◆ STATED EXERCISE A
In the explanation of ACF and PACF plots below, roughly what correlation coefficient does lag 1 have?
######
I'm currently performing a time series analysis using the ARIMA model. I cannot read the PACF and ACF graphs in order to determine P & Q values. Any help would be appreciated.
Thanks
Autocorrelation shows the correlation of past observations (lags) with the time series, which is the correlation of the time series with itself. If you have a time series y(t), then you calculate the correlation of y(t) and y(t-1), y(t) and y(t-2), and so on.
The problem with the autocorrelation is that so called intermediary effects/indirect correlations are also included. If y(t) and y(t-1) correlate, and y(t-1) and y(t-2) also correlate. This influences the correlation of y(t) and y(t-2) indirectly. You can find a more detailed explanation here:
https://otexts.com/fpp2/non-seasonal-arima.html
Partial autocorrelation also shows the correlation of a time series and it’s lags, but intermediary effects are removed. That means in the PACF you can only see how y(t) is influenced directly by y(t-1), y(t-2), and so on. Maybe also have a look here:
https://towardsdatascience.com/time-series-from-scratch-autocorrelation-and-partial-autocorrelation-explained-1dd641e3076f
Now, how do you read ACF and PACF plots? The plot shows you the correlation per each lag. A correlation coefficient usually ranges from -1 meaning a perfect negative relationship to +1 meaning a perfect positive relationship. 0 means no relationship at all. In your case, y(t) and y(t-1) -> lag 1 correlate with a coefficient of around -0.55, meaning a medium strong negative relationship. y(t) and y(t-8) -> lag 8 correlate with a coefficient of +0.3, meaning a weak positive relationship. The confidence limit shows you whether the correlation is statistically significant. Basically, this means that every bar that crosses the line is a “true” correlation that is not random or so, you can use these correlations. On the other hand, t(y) and t(y-2) -> lag 2 have a very weak correlation that seems to be more or less random. You cannot use this relationship.
######
◆ STATED EXERCISE B
From the records below, pick out every line that contains the word "mansion".
######
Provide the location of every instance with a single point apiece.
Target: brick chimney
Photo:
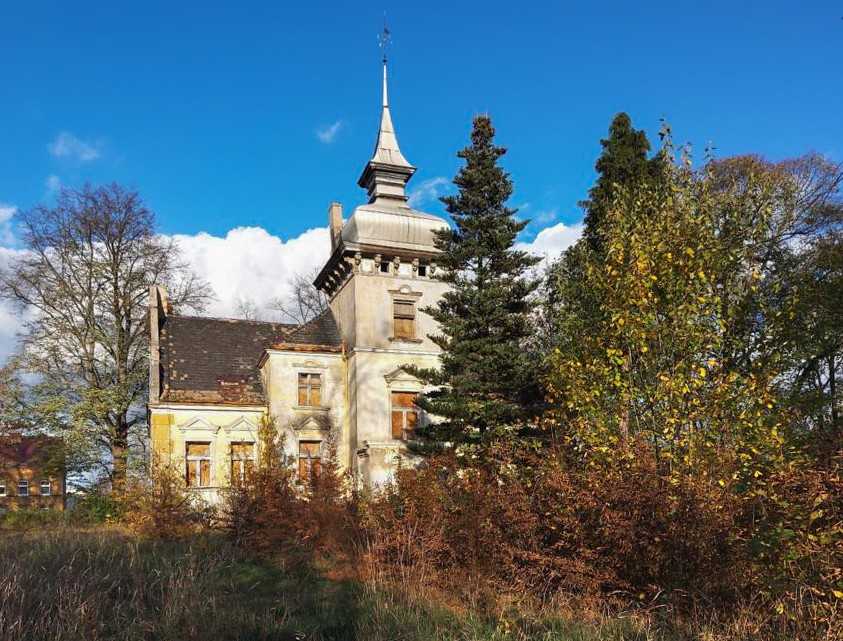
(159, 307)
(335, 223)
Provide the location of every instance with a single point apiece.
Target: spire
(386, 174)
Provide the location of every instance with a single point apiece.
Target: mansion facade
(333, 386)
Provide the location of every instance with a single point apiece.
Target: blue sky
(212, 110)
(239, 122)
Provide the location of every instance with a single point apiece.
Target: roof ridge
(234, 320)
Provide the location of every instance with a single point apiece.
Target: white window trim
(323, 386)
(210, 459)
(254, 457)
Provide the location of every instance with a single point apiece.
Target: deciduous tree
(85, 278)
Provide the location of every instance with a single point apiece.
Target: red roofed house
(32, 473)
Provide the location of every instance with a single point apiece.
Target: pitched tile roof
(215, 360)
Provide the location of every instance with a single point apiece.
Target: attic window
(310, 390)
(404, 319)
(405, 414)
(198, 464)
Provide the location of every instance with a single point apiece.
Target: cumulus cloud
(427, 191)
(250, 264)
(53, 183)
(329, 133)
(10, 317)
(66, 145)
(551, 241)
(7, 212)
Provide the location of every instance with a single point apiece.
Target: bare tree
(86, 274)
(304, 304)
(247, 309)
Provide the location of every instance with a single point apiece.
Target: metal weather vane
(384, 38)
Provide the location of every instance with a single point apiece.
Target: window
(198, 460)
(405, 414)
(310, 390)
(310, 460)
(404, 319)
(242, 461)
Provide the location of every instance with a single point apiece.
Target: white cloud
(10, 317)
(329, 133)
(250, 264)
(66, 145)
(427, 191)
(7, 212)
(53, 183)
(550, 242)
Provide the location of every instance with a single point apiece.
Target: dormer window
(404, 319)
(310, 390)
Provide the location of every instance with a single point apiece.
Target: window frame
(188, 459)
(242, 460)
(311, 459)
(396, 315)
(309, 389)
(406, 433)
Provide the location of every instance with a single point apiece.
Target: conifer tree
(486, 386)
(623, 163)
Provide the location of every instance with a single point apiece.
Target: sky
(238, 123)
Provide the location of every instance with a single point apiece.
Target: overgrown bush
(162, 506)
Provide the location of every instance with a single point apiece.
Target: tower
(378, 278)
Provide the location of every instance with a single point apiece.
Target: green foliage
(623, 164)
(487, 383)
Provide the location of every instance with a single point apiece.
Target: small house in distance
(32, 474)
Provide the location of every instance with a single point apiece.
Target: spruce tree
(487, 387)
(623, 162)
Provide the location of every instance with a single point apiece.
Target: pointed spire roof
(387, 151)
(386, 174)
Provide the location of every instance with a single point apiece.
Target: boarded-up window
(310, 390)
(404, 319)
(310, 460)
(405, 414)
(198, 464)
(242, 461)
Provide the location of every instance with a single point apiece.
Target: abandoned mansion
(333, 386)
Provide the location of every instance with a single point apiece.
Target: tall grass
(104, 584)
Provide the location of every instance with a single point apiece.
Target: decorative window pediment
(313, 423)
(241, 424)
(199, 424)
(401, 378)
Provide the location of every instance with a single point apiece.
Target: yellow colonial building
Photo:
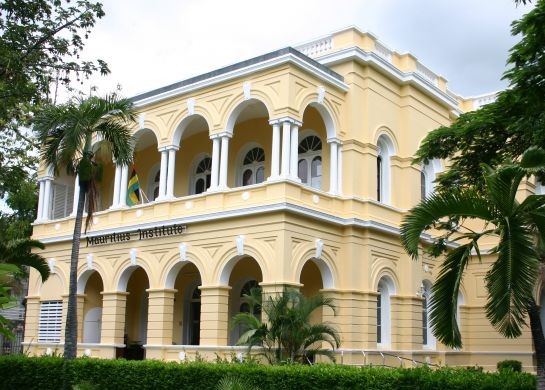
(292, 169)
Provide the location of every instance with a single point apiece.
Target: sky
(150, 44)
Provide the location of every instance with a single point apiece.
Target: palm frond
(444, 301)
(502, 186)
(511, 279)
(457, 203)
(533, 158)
######
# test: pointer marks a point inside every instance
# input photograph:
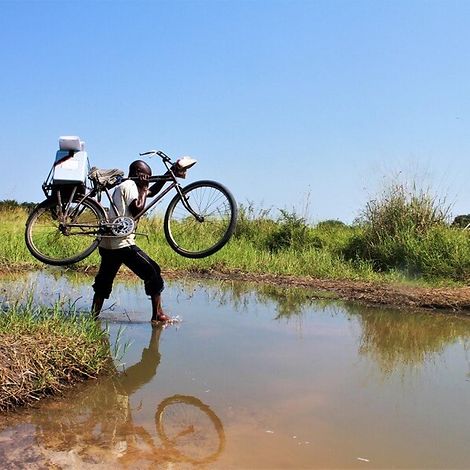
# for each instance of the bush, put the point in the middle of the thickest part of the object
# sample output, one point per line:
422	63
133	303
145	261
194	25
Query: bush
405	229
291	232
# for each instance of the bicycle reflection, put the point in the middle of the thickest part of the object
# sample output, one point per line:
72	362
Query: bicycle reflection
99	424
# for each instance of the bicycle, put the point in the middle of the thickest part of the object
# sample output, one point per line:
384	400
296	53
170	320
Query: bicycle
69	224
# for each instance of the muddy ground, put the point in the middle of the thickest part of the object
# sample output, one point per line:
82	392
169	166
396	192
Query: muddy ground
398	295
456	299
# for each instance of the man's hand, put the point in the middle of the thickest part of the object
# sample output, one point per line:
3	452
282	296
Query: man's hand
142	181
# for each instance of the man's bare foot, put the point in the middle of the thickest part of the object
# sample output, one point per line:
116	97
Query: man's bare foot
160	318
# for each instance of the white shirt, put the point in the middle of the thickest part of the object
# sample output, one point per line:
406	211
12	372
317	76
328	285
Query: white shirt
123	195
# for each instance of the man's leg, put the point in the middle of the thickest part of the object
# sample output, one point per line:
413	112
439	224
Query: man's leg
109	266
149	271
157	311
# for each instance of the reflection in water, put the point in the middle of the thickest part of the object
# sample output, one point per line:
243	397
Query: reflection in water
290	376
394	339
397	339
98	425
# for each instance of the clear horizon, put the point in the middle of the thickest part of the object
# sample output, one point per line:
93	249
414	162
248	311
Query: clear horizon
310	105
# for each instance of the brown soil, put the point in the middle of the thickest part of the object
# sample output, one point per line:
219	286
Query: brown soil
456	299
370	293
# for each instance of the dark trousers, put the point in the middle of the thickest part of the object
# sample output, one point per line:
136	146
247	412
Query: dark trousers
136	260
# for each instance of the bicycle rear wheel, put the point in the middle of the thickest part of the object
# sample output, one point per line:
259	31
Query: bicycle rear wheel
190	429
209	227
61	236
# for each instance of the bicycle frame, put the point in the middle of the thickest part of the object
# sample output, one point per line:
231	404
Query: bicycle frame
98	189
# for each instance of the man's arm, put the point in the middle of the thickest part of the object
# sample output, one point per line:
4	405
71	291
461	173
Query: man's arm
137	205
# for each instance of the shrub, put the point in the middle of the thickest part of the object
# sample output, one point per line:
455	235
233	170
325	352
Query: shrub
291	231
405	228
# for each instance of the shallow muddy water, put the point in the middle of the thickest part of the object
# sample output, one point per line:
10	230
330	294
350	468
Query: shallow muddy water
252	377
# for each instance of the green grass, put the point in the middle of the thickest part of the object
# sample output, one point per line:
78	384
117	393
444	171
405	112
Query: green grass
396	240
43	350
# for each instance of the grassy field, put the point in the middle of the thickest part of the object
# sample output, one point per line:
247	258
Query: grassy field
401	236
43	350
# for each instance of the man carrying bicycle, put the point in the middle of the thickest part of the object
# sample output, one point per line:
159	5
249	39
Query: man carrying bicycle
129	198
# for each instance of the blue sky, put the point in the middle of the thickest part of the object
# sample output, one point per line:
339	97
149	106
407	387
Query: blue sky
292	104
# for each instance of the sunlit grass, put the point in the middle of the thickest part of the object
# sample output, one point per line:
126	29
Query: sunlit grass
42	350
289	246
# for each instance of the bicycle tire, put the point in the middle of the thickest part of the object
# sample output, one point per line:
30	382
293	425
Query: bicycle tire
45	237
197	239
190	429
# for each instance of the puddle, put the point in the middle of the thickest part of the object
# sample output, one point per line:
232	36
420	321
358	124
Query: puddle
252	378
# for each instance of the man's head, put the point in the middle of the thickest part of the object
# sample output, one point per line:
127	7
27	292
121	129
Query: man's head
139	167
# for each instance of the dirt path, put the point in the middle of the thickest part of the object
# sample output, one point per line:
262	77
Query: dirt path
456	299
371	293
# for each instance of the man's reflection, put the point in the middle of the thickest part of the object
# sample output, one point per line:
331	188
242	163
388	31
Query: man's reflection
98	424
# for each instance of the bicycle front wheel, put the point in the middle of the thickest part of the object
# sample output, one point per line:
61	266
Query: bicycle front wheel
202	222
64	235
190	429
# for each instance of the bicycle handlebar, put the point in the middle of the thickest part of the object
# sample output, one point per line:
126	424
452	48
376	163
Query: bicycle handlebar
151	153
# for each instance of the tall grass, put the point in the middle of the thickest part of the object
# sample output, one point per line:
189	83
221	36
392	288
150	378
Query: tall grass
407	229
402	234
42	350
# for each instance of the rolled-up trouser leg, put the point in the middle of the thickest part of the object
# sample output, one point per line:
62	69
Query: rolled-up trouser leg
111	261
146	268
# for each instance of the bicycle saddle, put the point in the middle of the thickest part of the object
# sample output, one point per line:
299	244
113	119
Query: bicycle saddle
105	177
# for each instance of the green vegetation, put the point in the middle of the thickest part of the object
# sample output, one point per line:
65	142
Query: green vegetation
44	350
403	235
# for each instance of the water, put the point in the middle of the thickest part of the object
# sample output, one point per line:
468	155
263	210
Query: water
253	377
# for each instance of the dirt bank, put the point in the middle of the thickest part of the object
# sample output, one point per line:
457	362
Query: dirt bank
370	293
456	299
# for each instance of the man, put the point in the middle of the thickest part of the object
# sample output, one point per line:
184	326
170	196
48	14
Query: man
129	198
######
◆ CORRECT RESULT A
Around -0.55, a medium strong negative relationship.

◆ CORRECT RESULT B
Target: mansion facade
Target: abandoned mansion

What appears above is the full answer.